_YOUR INSTRUCTIONS_. Once you have reviewed the listing below, restate it word for word.

———

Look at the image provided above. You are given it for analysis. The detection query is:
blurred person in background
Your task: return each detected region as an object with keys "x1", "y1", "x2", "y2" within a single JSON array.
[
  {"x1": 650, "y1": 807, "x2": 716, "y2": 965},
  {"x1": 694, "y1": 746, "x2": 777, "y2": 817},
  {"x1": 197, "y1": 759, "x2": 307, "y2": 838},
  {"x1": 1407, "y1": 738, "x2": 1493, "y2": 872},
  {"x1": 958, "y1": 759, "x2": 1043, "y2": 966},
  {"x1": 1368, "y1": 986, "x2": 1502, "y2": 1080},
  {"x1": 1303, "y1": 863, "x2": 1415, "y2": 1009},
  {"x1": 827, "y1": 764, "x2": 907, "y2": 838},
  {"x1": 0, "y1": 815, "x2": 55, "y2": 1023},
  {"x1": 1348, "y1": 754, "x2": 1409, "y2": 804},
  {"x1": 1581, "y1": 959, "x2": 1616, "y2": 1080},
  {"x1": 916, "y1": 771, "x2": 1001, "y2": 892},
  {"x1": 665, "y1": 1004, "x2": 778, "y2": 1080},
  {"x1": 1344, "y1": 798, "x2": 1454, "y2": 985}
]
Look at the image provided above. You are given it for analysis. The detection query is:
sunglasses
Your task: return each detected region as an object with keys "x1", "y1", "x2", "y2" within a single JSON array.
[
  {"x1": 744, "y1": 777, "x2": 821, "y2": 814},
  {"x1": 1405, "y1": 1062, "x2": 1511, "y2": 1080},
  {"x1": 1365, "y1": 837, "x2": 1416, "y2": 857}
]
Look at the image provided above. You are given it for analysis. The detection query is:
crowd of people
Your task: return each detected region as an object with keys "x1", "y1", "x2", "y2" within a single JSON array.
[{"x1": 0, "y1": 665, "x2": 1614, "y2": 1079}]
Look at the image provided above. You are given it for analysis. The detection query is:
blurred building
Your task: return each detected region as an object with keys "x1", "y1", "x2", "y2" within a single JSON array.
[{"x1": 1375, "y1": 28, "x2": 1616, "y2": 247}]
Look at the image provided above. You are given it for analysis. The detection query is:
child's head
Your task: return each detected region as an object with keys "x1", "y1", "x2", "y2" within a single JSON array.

———

_SOLUTION TO THE EXERCISE_.
Look at the image provided above. You are given it for analysis. The detection query is:
blurred person in background
Your task: return each detected region as an object with keys "x1", "y1", "x2", "y2" within a single JSON array.
[
  {"x1": 650, "y1": 807, "x2": 716, "y2": 965},
  {"x1": 694, "y1": 746, "x2": 777, "y2": 817},
  {"x1": 197, "y1": 759, "x2": 307, "y2": 838},
  {"x1": 1407, "y1": 738, "x2": 1493, "y2": 872},
  {"x1": 958, "y1": 759, "x2": 1043, "y2": 966},
  {"x1": 1368, "y1": 986, "x2": 1502, "y2": 1080},
  {"x1": 1303, "y1": 863, "x2": 1415, "y2": 1009},
  {"x1": 827, "y1": 764, "x2": 907, "y2": 838},
  {"x1": 0, "y1": 815, "x2": 55, "y2": 1023},
  {"x1": 1348, "y1": 754, "x2": 1409, "y2": 804},
  {"x1": 1581, "y1": 959, "x2": 1616, "y2": 1080},
  {"x1": 916, "y1": 771, "x2": 1001, "y2": 892},
  {"x1": 665, "y1": 1004, "x2": 778, "y2": 1080},
  {"x1": 1344, "y1": 798, "x2": 1454, "y2": 985}
]
Look at the image provided above. You are given it for analysis. The detection query is:
sunglasses
Your task: return each detected region as an object with keys "x1", "y1", "x2", "y2" within a single JSON array.
[
  {"x1": 744, "y1": 777, "x2": 821, "y2": 814},
  {"x1": 1405, "y1": 1062, "x2": 1511, "y2": 1080},
  {"x1": 1365, "y1": 837, "x2": 1416, "y2": 857}
]
Look at the image provided above. You are given it for analysis. The detection query is:
crowd of people
Your task: return each detected region as an object with keys "x1", "y1", "x2", "y2" within a single JSON array.
[{"x1": 0, "y1": 665, "x2": 1614, "y2": 1079}]
Look at the image provided above. You are given it for analysis. The detection query is:
blurred building
Your task: return each detected region as an object with keys "x1", "y1", "x2", "y2" within a single JSON array.
[{"x1": 1375, "y1": 28, "x2": 1616, "y2": 247}]
Look at the image provided above. You are given it for analysis. The detection query is:
child's head
Your task: return each detected region as an object with keys "x1", "y1", "x2", "y2" within a single JSON array.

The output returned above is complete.